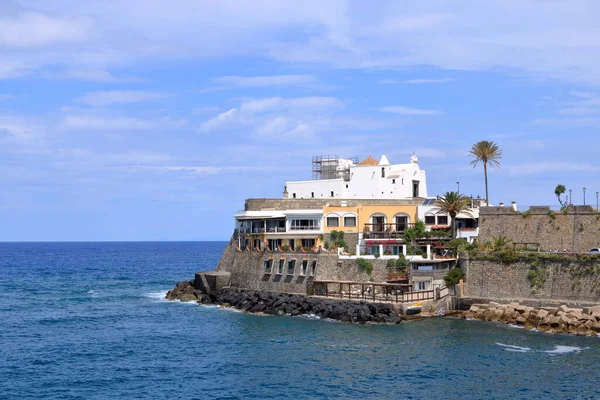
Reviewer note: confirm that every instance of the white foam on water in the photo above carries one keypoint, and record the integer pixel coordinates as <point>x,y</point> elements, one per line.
<point>564,350</point>
<point>157,295</point>
<point>517,349</point>
<point>309,316</point>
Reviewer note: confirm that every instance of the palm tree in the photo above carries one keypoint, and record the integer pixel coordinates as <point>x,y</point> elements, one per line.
<point>454,203</point>
<point>486,152</point>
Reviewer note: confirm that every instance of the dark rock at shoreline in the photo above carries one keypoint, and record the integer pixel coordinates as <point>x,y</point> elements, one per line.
<point>274,303</point>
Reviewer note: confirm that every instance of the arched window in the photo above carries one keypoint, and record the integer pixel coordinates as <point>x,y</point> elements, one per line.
<point>378,222</point>
<point>401,222</point>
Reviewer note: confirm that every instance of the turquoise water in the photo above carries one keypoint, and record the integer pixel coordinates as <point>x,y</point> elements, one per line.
<point>88,320</point>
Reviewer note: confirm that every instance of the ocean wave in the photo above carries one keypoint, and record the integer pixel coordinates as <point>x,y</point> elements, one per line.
<point>517,349</point>
<point>157,295</point>
<point>565,350</point>
<point>558,349</point>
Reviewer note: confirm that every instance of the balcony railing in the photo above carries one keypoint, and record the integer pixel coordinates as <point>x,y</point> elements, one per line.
<point>273,229</point>
<point>305,228</point>
<point>392,230</point>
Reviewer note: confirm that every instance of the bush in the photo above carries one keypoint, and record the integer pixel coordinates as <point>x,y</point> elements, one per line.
<point>365,265</point>
<point>454,276</point>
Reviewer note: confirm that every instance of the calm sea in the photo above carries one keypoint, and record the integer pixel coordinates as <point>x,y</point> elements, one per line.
<point>88,321</point>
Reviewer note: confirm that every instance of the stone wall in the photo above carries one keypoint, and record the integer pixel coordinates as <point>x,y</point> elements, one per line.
<point>247,270</point>
<point>303,204</point>
<point>555,277</point>
<point>577,229</point>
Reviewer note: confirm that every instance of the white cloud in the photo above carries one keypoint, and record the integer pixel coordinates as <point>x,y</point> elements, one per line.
<point>550,167</point>
<point>116,123</point>
<point>265,81</point>
<point>520,36</point>
<point>20,130</point>
<point>409,110</point>
<point>95,75</point>
<point>108,97</point>
<point>416,81</point>
<point>219,121</point>
<point>251,110</point>
<point>34,29</point>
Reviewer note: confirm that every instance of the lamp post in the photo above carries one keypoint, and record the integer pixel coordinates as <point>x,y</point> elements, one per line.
<point>570,196</point>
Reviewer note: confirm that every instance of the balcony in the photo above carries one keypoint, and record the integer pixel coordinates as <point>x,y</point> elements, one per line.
<point>386,230</point>
<point>273,229</point>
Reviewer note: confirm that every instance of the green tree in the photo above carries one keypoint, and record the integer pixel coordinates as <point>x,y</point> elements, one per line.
<point>486,152</point>
<point>559,191</point>
<point>453,203</point>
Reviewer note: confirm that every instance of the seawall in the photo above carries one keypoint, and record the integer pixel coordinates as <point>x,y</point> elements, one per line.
<point>576,229</point>
<point>540,278</point>
<point>274,303</point>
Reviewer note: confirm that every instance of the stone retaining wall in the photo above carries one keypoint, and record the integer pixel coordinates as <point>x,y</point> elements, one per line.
<point>288,304</point>
<point>566,278</point>
<point>577,229</point>
<point>580,321</point>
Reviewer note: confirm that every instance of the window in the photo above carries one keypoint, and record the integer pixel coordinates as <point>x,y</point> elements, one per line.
<point>401,223</point>
<point>291,267</point>
<point>268,265</point>
<point>349,221</point>
<point>304,267</point>
<point>308,243</point>
<point>415,188</point>
<point>304,224</point>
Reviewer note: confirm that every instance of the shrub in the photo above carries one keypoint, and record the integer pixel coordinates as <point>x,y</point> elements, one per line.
<point>401,262</point>
<point>365,265</point>
<point>454,276</point>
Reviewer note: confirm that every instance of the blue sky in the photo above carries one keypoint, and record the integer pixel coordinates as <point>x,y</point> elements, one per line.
<point>154,120</point>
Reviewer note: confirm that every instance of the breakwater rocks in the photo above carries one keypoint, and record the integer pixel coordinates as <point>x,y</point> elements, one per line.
<point>577,321</point>
<point>274,303</point>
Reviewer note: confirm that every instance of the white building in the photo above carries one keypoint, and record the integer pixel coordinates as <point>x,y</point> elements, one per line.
<point>334,177</point>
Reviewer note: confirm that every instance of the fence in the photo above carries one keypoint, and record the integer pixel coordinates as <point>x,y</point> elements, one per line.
<point>381,292</point>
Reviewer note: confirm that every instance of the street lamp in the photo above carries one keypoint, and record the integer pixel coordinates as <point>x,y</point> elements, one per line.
<point>570,196</point>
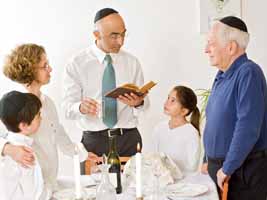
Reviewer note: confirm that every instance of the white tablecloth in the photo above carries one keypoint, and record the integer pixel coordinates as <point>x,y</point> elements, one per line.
<point>67,182</point>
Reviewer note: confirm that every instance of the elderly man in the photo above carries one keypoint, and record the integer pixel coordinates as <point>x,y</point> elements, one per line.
<point>93,72</point>
<point>235,136</point>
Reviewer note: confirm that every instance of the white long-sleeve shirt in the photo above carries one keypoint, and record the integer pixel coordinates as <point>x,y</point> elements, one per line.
<point>2,144</point>
<point>182,144</point>
<point>50,137</point>
<point>83,78</point>
<point>17,182</point>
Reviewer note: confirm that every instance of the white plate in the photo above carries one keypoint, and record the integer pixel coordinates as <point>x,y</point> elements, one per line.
<point>69,194</point>
<point>185,190</point>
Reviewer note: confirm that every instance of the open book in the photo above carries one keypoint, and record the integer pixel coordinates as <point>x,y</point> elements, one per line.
<point>130,88</point>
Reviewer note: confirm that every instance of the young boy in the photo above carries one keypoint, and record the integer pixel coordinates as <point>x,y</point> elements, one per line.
<point>20,113</point>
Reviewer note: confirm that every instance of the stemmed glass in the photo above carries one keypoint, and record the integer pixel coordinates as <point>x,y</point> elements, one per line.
<point>105,189</point>
<point>156,170</point>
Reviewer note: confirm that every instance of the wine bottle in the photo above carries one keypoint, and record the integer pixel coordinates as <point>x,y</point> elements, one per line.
<point>115,165</point>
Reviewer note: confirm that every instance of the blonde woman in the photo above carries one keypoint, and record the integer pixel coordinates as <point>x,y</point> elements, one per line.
<point>28,65</point>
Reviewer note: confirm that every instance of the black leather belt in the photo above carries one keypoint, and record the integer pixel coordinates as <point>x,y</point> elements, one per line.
<point>110,132</point>
<point>251,156</point>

——

Rewrite everything from the line containing "Reviewer note: confirm that every instance of the ocean" down to the line containing "<point>558,349</point>", both included, as a JSON list of strings with one string per line and blank lines omitted.

**Expected output**
[
  "Reviewer note: confirm that every instance of the ocean wave in the photo above carries one keypoint, and record the integer pixel coordinates as <point>x,y</point> elements, one per line.",
  "<point>517,349</point>",
  "<point>157,295</point>",
  "<point>565,350</point>",
  "<point>558,349</point>"
]